◆ **WHAT YOU HAVE TO DO**
Select each line in the items below that contains the word "black" and copy those lines out.

◆ **Point annotation records**
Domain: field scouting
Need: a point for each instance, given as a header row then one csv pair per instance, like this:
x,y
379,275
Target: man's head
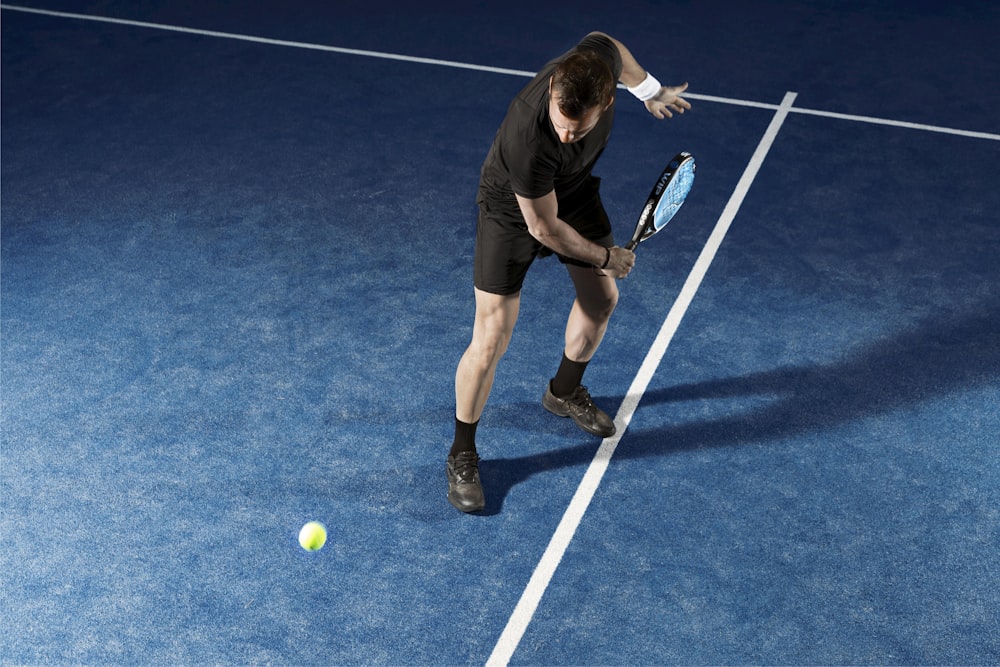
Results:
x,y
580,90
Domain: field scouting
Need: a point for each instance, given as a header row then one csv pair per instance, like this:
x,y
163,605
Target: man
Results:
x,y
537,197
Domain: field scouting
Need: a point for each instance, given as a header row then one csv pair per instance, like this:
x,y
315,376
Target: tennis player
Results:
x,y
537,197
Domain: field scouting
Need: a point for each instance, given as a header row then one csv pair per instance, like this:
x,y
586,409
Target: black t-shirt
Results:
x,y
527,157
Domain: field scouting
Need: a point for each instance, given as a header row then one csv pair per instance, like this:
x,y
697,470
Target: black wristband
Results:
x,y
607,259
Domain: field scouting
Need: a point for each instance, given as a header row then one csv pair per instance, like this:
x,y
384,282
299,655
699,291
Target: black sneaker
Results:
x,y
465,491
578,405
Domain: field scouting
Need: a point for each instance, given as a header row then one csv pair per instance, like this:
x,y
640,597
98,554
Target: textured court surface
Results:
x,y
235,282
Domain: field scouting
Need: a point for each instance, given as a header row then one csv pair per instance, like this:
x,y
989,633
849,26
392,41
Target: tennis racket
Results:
---
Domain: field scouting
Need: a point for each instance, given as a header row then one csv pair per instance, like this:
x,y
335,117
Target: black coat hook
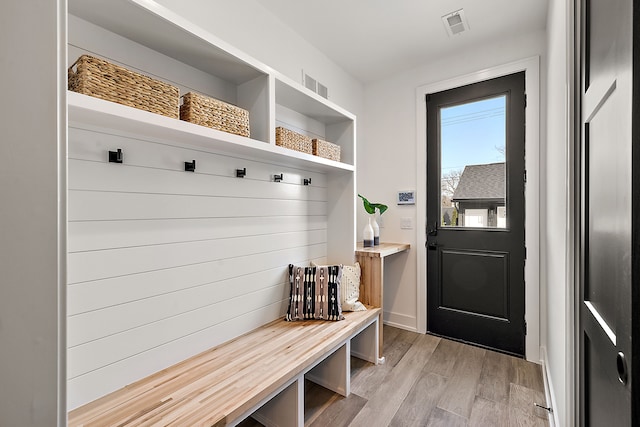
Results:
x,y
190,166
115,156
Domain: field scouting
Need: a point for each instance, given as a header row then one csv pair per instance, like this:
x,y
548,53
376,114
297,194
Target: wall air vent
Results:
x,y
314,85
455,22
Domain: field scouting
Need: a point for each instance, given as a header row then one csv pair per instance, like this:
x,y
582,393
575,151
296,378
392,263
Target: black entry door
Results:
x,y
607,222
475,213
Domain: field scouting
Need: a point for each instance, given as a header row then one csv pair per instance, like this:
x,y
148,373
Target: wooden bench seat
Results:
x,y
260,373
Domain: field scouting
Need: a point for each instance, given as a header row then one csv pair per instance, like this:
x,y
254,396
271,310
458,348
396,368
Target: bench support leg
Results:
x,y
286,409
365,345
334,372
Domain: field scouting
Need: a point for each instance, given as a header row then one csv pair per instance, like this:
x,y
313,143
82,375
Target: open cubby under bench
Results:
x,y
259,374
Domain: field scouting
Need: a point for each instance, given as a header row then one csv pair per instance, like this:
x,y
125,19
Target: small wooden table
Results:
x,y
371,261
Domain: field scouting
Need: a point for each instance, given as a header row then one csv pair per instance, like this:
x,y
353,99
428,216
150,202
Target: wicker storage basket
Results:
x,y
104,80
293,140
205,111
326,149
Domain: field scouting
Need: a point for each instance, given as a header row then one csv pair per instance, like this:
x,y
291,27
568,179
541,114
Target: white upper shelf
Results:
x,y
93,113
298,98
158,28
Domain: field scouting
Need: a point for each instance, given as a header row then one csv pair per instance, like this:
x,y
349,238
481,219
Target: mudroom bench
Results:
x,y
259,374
---
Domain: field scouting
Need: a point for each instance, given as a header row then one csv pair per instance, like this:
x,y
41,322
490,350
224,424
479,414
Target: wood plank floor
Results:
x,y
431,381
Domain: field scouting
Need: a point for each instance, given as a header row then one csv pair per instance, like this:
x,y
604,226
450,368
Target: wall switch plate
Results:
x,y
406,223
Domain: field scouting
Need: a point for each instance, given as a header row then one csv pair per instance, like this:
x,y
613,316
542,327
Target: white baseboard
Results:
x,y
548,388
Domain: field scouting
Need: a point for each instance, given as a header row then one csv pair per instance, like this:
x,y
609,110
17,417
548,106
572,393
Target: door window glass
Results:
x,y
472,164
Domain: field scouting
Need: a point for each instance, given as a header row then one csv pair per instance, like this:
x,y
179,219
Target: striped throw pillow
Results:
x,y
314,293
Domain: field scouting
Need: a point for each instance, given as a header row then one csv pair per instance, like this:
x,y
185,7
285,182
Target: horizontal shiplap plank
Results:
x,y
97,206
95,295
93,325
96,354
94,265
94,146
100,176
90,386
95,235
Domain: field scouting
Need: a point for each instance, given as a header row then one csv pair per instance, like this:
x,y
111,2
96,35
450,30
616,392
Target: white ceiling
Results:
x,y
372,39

◆ **WRITTEN SOLUTION**
Target: black t-shirt
Target: black wristband
Target: black sneaker
Target: black coat hook
Target: black entry door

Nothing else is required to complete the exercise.